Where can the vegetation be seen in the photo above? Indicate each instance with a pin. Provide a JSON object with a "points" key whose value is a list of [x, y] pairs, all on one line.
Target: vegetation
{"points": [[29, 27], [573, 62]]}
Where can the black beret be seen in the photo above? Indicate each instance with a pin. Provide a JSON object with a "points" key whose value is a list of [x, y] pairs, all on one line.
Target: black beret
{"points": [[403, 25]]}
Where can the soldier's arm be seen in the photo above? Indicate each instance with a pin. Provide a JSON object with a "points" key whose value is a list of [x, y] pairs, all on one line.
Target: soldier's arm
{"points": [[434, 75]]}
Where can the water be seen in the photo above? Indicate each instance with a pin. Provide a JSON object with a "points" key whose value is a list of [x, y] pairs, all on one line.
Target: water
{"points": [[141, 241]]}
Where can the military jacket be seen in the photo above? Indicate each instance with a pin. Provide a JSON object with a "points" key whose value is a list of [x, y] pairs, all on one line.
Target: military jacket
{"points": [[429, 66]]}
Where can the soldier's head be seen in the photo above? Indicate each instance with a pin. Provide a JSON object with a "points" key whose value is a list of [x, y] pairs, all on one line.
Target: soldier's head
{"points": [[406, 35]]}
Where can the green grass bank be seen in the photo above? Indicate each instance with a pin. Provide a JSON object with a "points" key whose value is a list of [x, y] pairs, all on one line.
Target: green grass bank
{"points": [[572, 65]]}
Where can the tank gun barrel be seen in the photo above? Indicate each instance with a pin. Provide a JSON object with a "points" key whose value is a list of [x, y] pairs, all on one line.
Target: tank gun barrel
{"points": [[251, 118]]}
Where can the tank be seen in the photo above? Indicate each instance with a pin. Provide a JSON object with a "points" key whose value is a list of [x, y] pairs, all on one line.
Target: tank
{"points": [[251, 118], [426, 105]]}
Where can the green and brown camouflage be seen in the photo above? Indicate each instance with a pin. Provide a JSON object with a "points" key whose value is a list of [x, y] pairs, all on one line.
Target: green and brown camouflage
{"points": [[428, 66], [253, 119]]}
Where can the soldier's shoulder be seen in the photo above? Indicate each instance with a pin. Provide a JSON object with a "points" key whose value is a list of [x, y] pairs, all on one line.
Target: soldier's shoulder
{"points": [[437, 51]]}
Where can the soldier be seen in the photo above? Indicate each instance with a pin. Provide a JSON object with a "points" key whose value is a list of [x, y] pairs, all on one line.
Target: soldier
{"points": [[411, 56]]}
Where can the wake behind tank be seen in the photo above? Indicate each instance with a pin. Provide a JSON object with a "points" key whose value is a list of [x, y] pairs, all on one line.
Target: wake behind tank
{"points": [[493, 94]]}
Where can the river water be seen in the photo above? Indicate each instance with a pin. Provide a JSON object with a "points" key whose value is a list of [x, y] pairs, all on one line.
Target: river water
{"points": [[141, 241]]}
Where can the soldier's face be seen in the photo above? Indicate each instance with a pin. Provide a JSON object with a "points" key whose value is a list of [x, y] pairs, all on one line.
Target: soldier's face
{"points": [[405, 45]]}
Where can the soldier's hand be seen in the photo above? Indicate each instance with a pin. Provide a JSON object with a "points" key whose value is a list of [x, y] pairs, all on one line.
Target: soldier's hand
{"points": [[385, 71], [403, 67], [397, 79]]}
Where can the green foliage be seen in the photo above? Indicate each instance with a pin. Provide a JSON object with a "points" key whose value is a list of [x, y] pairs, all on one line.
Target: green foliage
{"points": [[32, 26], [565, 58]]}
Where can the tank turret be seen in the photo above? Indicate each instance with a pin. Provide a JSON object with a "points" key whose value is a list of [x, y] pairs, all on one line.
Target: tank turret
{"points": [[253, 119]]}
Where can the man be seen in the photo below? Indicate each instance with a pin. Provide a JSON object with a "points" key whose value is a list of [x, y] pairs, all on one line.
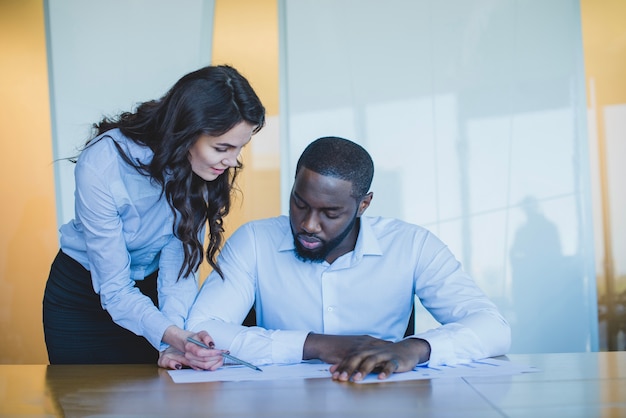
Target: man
{"points": [[329, 283]]}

The task: Starting at the line that contains "Where can the tank turret", write out every line through the end of the entries, both ends included, without any pictures.

Solution for this task:
Where can the tank turret be seen in the photo above? Indicate each instance with a pin. Provide a JSON object with a "points" key whose value is a list of [x, y] pairs, all on one line.
Target: tank turret
{"points": [[253, 119]]}
Where can the man be seen in the photo below? Indicate each instance with a pin. Provide a JSON object with a "points" key whose value is a list of [x, y] pairs, all on one line.
Target: man
{"points": [[329, 283]]}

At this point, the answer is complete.